- Given exercise
Pick out every line in the data below that contains the word "snow", and copy each of those lines in full.

- Material for this task
━━━━━━

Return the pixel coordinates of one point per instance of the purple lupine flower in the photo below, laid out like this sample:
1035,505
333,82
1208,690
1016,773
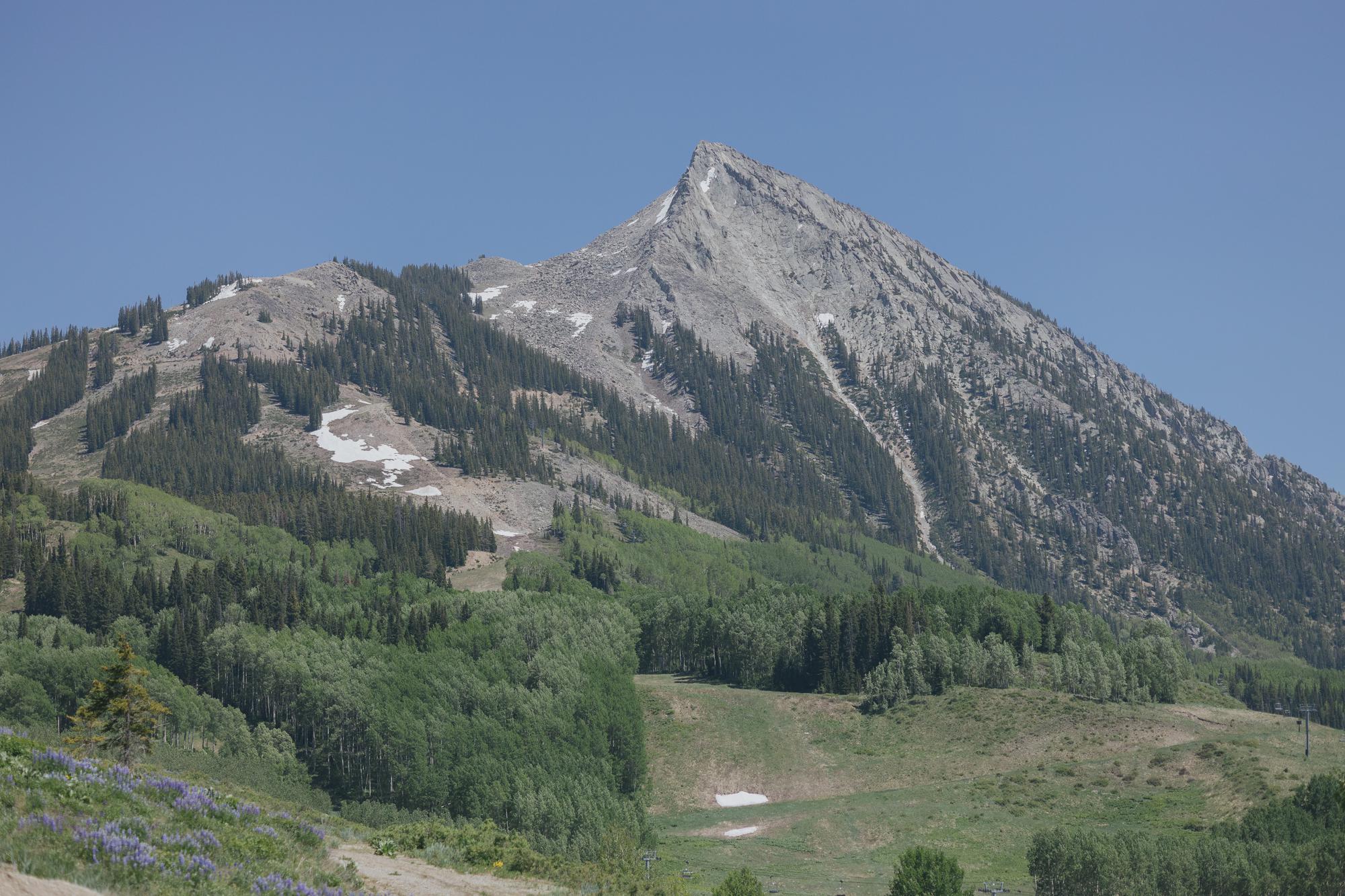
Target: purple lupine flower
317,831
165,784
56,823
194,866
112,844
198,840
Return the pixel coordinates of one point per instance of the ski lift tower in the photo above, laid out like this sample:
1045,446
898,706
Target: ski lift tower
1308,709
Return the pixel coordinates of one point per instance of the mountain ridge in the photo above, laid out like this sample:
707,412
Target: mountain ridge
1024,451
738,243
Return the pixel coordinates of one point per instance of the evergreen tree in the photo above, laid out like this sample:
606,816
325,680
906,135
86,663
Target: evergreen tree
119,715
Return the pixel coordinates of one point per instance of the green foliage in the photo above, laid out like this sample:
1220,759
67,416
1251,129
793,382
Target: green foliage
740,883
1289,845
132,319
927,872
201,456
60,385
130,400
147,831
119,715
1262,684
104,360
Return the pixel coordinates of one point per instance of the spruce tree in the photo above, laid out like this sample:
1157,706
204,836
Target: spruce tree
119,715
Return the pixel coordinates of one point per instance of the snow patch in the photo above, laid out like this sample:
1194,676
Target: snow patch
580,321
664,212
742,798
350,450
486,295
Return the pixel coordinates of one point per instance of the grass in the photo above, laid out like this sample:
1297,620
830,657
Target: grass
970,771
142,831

━━━━━━

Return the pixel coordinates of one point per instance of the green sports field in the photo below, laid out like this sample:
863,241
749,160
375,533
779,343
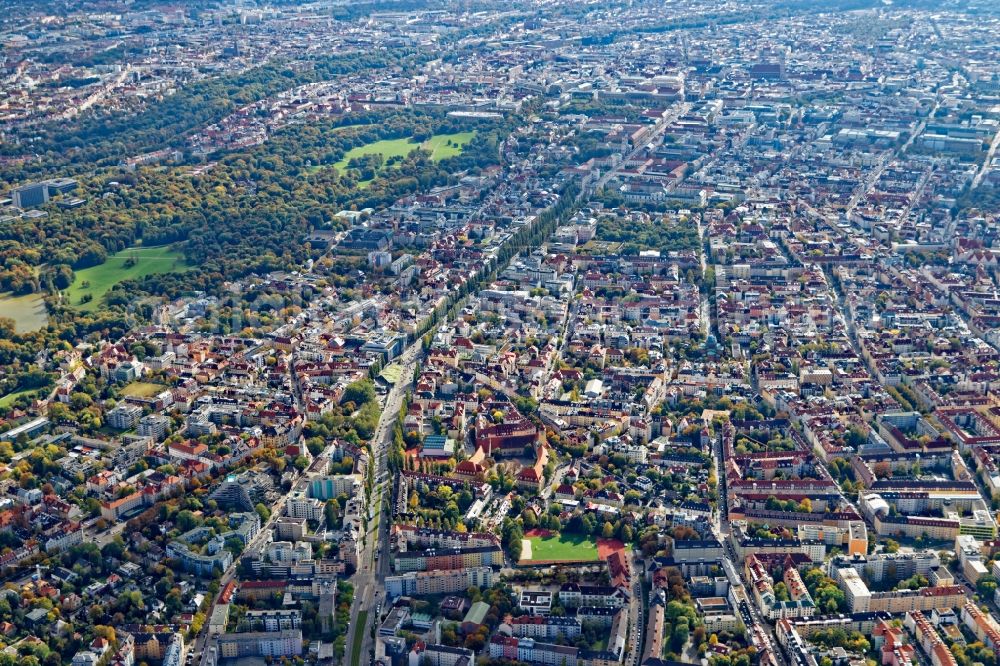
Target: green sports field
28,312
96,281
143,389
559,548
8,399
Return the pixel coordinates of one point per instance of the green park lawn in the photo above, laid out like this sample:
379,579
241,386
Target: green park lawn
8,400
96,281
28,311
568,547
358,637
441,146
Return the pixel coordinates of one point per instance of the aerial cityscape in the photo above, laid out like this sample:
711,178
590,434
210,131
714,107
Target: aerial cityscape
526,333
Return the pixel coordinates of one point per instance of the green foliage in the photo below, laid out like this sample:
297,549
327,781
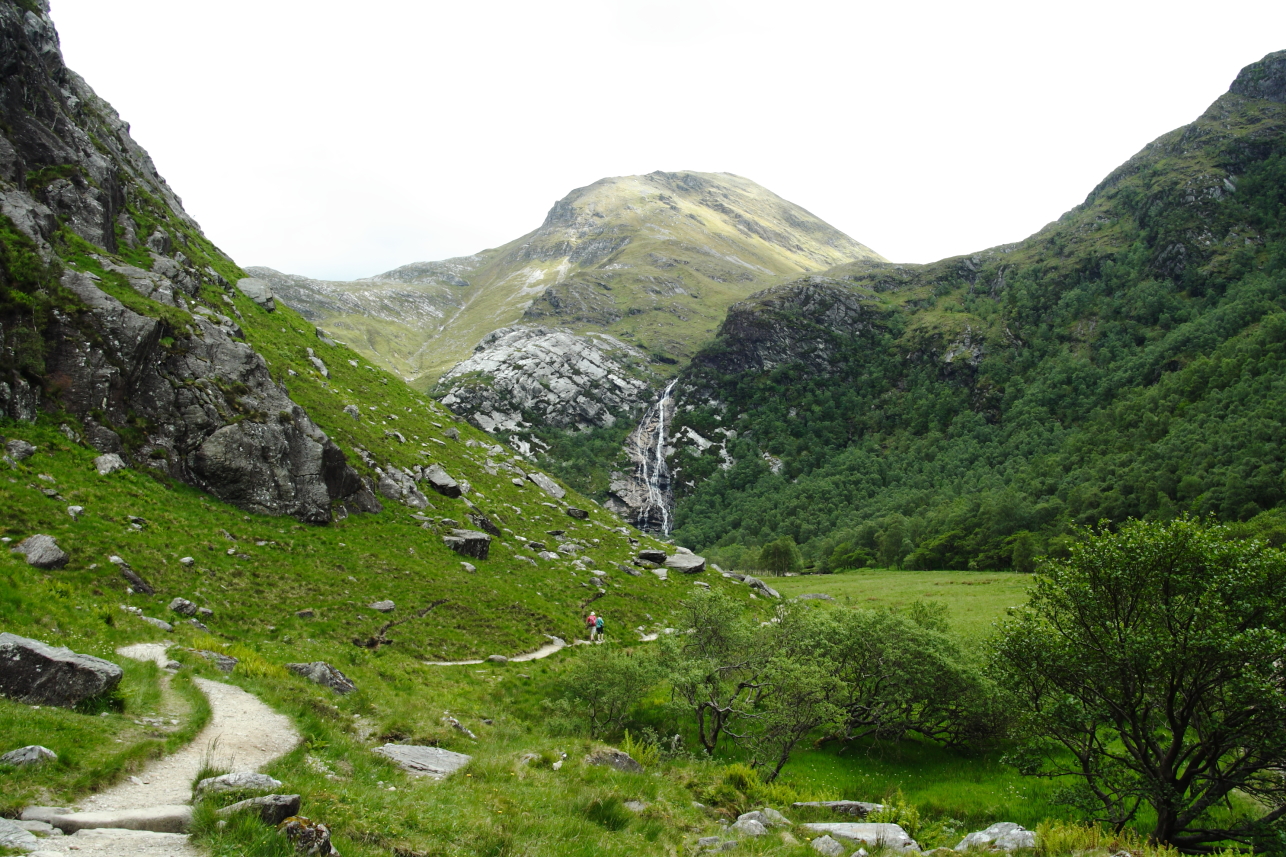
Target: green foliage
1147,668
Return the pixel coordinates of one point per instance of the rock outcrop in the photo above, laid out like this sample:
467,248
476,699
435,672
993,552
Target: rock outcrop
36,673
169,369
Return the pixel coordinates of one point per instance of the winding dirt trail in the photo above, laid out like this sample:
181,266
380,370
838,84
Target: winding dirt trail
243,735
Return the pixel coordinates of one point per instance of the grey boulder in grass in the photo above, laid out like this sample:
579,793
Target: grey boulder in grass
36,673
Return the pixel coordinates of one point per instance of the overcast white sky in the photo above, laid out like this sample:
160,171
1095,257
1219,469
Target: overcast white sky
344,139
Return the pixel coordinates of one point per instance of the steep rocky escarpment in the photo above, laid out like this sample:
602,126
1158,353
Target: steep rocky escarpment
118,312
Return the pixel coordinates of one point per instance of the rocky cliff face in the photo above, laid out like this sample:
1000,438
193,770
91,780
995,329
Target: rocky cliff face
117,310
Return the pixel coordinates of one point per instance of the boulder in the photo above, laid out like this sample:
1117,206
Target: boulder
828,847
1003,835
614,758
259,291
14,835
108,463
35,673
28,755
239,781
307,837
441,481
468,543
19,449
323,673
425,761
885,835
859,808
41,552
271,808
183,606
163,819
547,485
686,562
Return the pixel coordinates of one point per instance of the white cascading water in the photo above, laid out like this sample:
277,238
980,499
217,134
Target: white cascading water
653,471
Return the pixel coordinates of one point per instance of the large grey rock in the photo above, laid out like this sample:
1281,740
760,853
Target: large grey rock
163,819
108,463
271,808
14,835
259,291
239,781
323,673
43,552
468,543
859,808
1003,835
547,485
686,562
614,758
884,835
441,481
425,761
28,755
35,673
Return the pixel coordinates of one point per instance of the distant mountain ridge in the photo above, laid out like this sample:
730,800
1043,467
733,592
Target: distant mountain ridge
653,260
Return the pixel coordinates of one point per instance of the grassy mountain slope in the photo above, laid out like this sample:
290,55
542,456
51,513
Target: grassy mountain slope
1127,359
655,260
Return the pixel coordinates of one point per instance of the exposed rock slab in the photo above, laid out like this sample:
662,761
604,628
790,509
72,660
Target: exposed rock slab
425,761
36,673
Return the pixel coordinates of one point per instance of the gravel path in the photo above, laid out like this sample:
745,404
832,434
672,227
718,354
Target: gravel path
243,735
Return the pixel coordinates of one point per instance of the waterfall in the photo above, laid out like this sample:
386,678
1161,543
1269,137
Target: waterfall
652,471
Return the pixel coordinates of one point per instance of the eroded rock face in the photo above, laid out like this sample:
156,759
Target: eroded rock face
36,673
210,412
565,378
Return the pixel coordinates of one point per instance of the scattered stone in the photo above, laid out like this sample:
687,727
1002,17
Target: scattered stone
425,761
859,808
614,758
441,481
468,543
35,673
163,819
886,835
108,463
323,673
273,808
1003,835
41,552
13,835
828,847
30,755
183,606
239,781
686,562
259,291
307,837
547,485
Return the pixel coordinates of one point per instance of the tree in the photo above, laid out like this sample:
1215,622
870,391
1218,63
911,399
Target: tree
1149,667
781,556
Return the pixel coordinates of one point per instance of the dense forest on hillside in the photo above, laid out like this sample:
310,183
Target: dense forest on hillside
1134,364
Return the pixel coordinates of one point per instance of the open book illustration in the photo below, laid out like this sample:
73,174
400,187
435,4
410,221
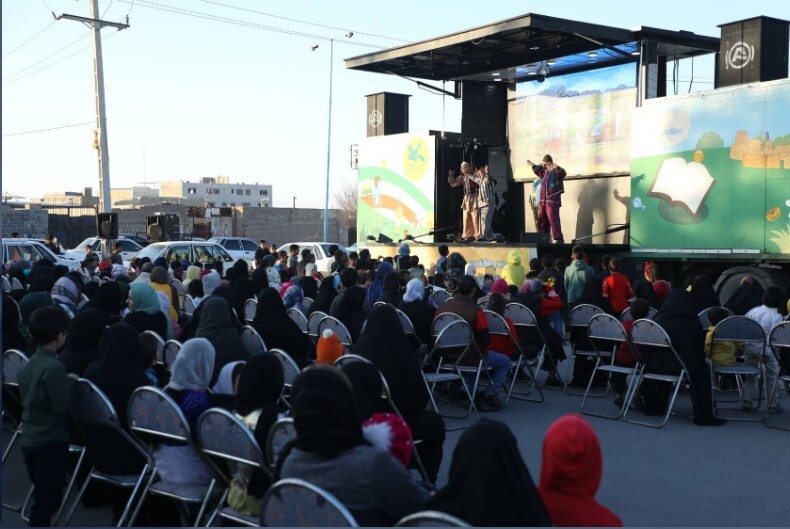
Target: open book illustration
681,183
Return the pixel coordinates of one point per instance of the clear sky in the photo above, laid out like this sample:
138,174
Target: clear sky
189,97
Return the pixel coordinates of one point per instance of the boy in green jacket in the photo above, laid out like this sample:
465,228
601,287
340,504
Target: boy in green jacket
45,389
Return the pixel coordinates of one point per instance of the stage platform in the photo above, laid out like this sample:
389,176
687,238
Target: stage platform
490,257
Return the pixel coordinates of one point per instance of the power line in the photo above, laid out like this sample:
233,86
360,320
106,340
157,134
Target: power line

━━━━━━

- Answer
Return the pixel coordinates of one point per instance of the snow patch in the photo above, laid out like this sample:
Target: snow patch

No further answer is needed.